### O que se pede:
1 > Segundo a reportagem sobre Allen Frances, por que ele afirma que nunca existiu uma epidemia de doença mental? Responda em uma a três frases.
2 > Transcreva da reportagem sobre Allen Frances o trecho que vai de "Durante 20 anos, o" até "e tratamentos desnecessários.".

### Texto de origem:

Durante 20 anos, o psiquiatra norte-americano Allen Frances trabalhou nas atualizações periódicas do Manual Diagnóstico e Estatístico de Transtornos Mentais (DSM), considerado a bíblia da psiquiatria. Doutor em medicina e professor emérito da Universidade Duke, ele admite que as revisões feitas por sua equipe, que resultaram no DSM-IV, publicado em 1994, provocaram uma explosão de falsas epidemias de transtornos mentais, principalmente em crianças – como autismo e déficit de atenção e hiperatividade.
Em entrevista por e-mail a ZH, Frances também aponta os "médicos apressados" e a "indústria farmacêutica gananciosa" como responsáveis por uma inflação diagnóstica, que tem feito com que milhões de indivíduos saudáveis sejam prejudicados por diagnósticos equivocados e tratamentos desnecessários.
Leia mais:
Entenda por que o Brasil tem uma "overdose" de farmácias
Conheça uma cidade que não tem farmácia
No final do ano passado, o psiquiatra lançou, no Brasil, o livro Voltando ao Normal (Versal Editores), em que lamenta o fato de estarmos nos tornando uma "população de viciados em comprimidos" e denuncia abusos dos fabricantes de remédios:
– A natureza humana é estável e resiliente. Nunca existiu uma epidemia de doença mental, apenas uma definição mais vaga da enfermidade, que tornou mais difícil considerar uma pessoa saudável. As pessoas continuam as mesmas, os rótulos diagnósticos é que ficaram elásticos demais.

### Dados para análise:
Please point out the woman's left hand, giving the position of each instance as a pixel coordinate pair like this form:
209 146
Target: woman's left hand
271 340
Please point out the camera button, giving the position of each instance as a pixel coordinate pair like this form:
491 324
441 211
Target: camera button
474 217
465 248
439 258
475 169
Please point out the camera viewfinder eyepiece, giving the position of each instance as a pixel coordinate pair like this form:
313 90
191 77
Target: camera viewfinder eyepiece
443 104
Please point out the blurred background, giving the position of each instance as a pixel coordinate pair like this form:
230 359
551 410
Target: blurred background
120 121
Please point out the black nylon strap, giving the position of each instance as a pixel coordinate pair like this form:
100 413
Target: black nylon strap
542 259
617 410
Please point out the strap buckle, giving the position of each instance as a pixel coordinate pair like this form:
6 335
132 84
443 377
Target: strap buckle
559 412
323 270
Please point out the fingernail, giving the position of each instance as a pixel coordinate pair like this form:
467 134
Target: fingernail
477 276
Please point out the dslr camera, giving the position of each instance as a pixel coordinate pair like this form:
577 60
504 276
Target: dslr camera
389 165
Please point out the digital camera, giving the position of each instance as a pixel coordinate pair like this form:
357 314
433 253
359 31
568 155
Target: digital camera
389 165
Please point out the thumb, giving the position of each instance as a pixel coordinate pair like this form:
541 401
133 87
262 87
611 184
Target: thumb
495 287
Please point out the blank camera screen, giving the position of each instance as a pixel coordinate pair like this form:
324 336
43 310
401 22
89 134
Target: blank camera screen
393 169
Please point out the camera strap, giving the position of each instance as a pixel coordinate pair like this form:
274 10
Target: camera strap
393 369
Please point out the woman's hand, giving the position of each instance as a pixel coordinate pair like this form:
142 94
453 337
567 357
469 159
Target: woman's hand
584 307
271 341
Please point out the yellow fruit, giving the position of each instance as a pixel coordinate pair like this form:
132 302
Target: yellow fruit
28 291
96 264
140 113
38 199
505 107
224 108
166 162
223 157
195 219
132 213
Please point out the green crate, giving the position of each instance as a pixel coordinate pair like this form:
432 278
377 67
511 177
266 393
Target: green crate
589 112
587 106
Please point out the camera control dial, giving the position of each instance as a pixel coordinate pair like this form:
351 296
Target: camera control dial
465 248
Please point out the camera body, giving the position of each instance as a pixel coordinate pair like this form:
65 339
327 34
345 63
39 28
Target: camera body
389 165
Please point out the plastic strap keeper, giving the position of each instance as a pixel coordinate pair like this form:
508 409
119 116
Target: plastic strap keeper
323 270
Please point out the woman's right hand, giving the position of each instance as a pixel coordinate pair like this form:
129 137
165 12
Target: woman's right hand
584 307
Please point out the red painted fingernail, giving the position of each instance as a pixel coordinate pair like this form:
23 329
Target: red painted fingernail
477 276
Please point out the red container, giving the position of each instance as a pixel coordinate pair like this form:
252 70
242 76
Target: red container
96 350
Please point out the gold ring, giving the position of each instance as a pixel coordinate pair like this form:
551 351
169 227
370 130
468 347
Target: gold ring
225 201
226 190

### Respostas por tarefa:
1 > Para ele, a natureza humana é estável e resiliente, e as pessoas continuam as mesmas. O que mudou foi a definição da enfermidade, que ficou mais vaga e tornou mais difícil considerar uma pessoa saudável. Os rótulos diagnósticos é que ficaram elásticos demais.

2 >
Durante 20 anos, o psiquiatra norte-americano Allen Frances trabalhou nas atualizações periódicas do Manual Diagnóstico e Estatístico de Transtornos Mentais (DSM), considerado a bíblia da psiquiatria. Doutor em medicina e professor emérito da Universidade Duke, ele admite que as revisões feitas por sua equipe, que resultaram no DSM-IV, publicado em 1994, provocaram uma explosão de falsas epidemias de transtornos mentais, principalmente em crianças – como autismo e déficit de atenção e hiperatividade.
Em entrevista por e-mail a ZH, Frances também aponta os "médicos apressados" e a "indústria farmacêutica gananciosa" como responsáveis por uma inflação diagnóstica, que tem feito com que milhões de indivíduos saudáveis sejam prejudicados por diagnósticos equivocados e tratamentos desnecessários.